* [Provided records]
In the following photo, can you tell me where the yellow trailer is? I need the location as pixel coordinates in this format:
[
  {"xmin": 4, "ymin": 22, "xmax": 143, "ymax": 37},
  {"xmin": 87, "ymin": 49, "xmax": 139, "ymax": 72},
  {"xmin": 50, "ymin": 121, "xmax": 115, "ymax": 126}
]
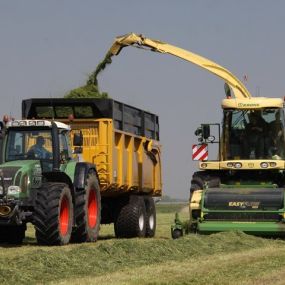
[{"xmin": 22, "ymin": 98, "xmax": 162, "ymax": 237}]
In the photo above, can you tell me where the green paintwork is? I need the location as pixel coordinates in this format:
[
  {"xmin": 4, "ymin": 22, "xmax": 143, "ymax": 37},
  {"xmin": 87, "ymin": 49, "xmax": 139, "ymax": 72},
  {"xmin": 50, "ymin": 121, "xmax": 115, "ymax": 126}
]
[
  {"xmin": 197, "ymin": 221, "xmax": 285, "ymax": 236},
  {"xmin": 0, "ymin": 160, "xmax": 40, "ymax": 199}
]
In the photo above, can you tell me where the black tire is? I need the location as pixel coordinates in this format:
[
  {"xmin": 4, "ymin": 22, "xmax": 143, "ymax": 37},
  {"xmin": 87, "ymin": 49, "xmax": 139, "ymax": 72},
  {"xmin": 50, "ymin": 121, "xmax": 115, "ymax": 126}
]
[
  {"xmin": 114, "ymin": 196, "xmax": 146, "ymax": 238},
  {"xmin": 72, "ymin": 173, "xmax": 101, "ymax": 242},
  {"xmin": 171, "ymin": 229, "xmax": 183, "ymax": 239},
  {"xmin": 34, "ymin": 183, "xmax": 73, "ymax": 245},
  {"xmin": 144, "ymin": 197, "xmax": 156, "ymax": 237},
  {"xmin": 0, "ymin": 224, "xmax": 27, "ymax": 245}
]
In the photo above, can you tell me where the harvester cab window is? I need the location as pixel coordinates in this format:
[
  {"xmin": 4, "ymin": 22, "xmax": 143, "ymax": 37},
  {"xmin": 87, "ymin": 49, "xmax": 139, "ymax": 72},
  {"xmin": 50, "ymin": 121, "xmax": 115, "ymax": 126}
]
[{"xmin": 224, "ymin": 109, "xmax": 285, "ymax": 159}]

* [Your objective] All of the data above should be quoted exactly, except for the pictures.

* [Exercise result]
In the following photo, can you tell me where the yellow trailer is? I need the location as pixel coordinates in this format:
[
  {"xmin": 4, "ymin": 22, "xmax": 143, "ymax": 37},
  {"xmin": 87, "ymin": 49, "xmax": 139, "ymax": 72},
  {"xmin": 50, "ymin": 121, "xmax": 115, "ymax": 126}
]
[{"xmin": 22, "ymin": 98, "xmax": 162, "ymax": 237}]
In the photo above, can you tell me where the green paintwork is? I need the location as pixel coordinates in this format:
[
  {"xmin": 4, "ymin": 22, "xmax": 143, "ymax": 37},
  {"xmin": 87, "ymin": 49, "xmax": 139, "ymax": 72},
  {"xmin": 50, "ymin": 121, "xmax": 115, "ymax": 126}
]
[
  {"xmin": 197, "ymin": 221, "xmax": 285, "ymax": 236},
  {"xmin": 0, "ymin": 160, "xmax": 40, "ymax": 199}
]
In the photo above, can you tell me where the black tire is? I need the location as pixel coordinates in this format:
[
  {"xmin": 4, "ymin": 22, "xmax": 143, "ymax": 37},
  {"xmin": 87, "ymin": 49, "xmax": 139, "ymax": 72},
  {"xmin": 50, "ymin": 121, "xmax": 115, "ymax": 126}
]
[
  {"xmin": 114, "ymin": 196, "xmax": 146, "ymax": 238},
  {"xmin": 72, "ymin": 173, "xmax": 101, "ymax": 242},
  {"xmin": 171, "ymin": 229, "xmax": 183, "ymax": 239},
  {"xmin": 34, "ymin": 183, "xmax": 73, "ymax": 245},
  {"xmin": 144, "ymin": 197, "xmax": 156, "ymax": 237},
  {"xmin": 0, "ymin": 224, "xmax": 27, "ymax": 245}
]
In the photo above, can you tell me where the harvester cab window is? I need the location as pixel coordinates in this format:
[
  {"xmin": 4, "ymin": 22, "xmax": 143, "ymax": 37},
  {"xmin": 87, "ymin": 49, "xmax": 139, "ymax": 72},
  {"xmin": 50, "ymin": 121, "xmax": 115, "ymax": 126}
]
[{"xmin": 224, "ymin": 109, "xmax": 285, "ymax": 159}]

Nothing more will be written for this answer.